● **What the task requires**
Convert every line of the records below into a Markdown table with the columns No. and Text, one numbered row per line, skipping blank lines. Leave the pictures out.

--- Start of Material ---

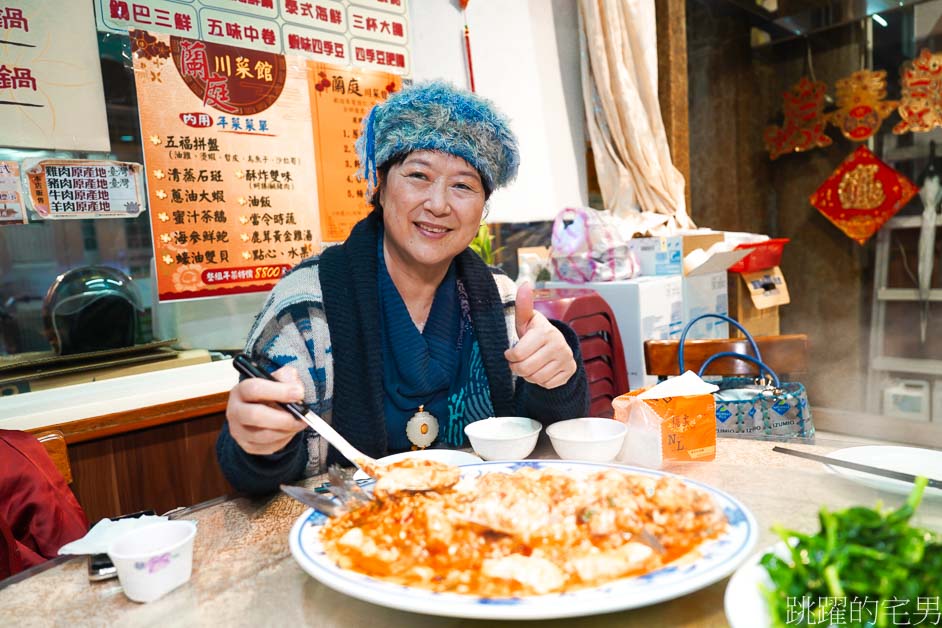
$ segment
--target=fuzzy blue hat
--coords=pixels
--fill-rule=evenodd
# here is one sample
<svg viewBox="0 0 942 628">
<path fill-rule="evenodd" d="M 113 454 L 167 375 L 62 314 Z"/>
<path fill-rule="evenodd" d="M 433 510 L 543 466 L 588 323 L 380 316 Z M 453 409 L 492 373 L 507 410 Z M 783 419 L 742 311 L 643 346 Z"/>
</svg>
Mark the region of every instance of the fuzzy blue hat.
<svg viewBox="0 0 942 628">
<path fill-rule="evenodd" d="M 374 106 L 357 139 L 358 175 L 370 195 L 377 170 L 389 159 L 416 150 L 461 157 L 480 173 L 488 192 L 517 176 L 520 153 L 507 119 L 494 105 L 448 83 L 417 83 Z"/>
</svg>

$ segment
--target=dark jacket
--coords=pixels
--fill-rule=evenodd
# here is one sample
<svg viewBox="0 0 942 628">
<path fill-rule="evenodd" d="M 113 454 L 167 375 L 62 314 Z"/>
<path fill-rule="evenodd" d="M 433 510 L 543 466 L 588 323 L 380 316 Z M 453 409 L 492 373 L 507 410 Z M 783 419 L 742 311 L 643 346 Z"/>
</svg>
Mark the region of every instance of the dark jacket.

--- End of Material ---

● **Correct output**
| No. | Text |
|---|---|
| 1 | $ segment |
| 2 | --target=fuzzy blue hat |
| 3 | --coords=pixels |
| 4 | --fill-rule=evenodd |
| 5 | # here is one sample |
| 6 | <svg viewBox="0 0 942 628"> |
| 7 | <path fill-rule="evenodd" d="M 113 454 L 167 375 L 62 314 Z"/> |
| 8 | <path fill-rule="evenodd" d="M 433 510 L 543 466 L 588 323 L 380 316 Z M 453 409 L 492 373 L 507 410 Z M 783 419 L 742 311 L 643 346 Z"/> |
| 9 | </svg> |
| 10 | Mark the region of every instance of the fuzzy blue hat. |
| 11 | <svg viewBox="0 0 942 628"> |
| 12 | <path fill-rule="evenodd" d="M 374 106 L 357 139 L 358 175 L 370 195 L 377 170 L 389 159 L 416 150 L 461 157 L 480 173 L 488 192 L 517 176 L 520 153 L 507 119 L 494 105 L 448 83 L 417 83 Z"/> |
| 13 | </svg> |
| 14 | $ segment |
| 15 | --target=dark jacket |
| 16 | --coords=pixels |
| 17 | --fill-rule=evenodd |
| 18 | # here is one sample |
| 19 | <svg viewBox="0 0 942 628"> |
| 20 | <path fill-rule="evenodd" d="M 113 454 L 167 375 L 62 314 Z"/> |
| 21 | <path fill-rule="evenodd" d="M 433 510 L 543 466 L 588 323 L 380 316 Z M 453 409 L 492 373 L 507 410 Z M 783 419 L 742 311 L 643 346 Z"/> |
| 22 | </svg> |
| 23 | Mark the region of every instance of the dark jacket. |